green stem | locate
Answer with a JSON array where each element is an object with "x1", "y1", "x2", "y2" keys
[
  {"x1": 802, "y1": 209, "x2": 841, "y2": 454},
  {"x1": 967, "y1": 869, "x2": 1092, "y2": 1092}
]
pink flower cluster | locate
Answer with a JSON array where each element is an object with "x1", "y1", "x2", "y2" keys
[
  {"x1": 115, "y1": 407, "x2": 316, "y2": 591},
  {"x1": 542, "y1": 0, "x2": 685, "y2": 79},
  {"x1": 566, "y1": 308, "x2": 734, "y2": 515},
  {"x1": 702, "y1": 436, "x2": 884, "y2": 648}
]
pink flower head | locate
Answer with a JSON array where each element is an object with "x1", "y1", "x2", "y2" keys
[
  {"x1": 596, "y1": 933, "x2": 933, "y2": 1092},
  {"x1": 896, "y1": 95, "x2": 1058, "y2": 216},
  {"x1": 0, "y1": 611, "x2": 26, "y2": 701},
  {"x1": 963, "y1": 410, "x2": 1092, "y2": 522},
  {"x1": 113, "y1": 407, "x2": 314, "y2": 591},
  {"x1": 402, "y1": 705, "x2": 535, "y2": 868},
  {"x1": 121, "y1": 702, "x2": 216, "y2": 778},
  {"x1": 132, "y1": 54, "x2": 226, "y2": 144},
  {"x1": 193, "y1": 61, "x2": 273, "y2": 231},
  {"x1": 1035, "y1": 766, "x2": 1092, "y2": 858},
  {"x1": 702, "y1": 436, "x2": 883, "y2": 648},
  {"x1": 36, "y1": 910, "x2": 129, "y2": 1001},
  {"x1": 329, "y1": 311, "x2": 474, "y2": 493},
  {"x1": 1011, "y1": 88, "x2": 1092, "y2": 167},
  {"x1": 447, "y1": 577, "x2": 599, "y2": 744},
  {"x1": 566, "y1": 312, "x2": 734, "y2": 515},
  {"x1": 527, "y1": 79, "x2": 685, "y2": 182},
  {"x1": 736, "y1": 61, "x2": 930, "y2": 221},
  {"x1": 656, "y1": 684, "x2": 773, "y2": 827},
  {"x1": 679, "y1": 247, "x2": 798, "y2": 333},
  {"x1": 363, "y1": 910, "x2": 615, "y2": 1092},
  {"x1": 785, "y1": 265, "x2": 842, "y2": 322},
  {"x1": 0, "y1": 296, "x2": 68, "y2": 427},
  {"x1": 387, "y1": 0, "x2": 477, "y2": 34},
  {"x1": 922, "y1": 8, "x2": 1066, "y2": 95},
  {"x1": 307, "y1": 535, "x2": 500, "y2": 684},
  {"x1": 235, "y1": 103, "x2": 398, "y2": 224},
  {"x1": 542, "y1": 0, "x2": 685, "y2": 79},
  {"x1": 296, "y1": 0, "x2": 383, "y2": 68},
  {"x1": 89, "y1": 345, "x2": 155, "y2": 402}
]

========

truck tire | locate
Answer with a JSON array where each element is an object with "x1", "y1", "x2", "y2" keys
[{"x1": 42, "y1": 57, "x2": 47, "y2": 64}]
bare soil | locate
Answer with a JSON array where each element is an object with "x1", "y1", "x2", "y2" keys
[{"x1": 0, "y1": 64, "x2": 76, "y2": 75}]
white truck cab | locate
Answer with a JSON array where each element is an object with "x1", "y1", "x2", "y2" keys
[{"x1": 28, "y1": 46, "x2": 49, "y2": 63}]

========

TASK TO CARRY OUT: From the records above, pull out each line that contains the string "truck".

WORKED ANSWER:
truck tire | locate
white truck cab | locate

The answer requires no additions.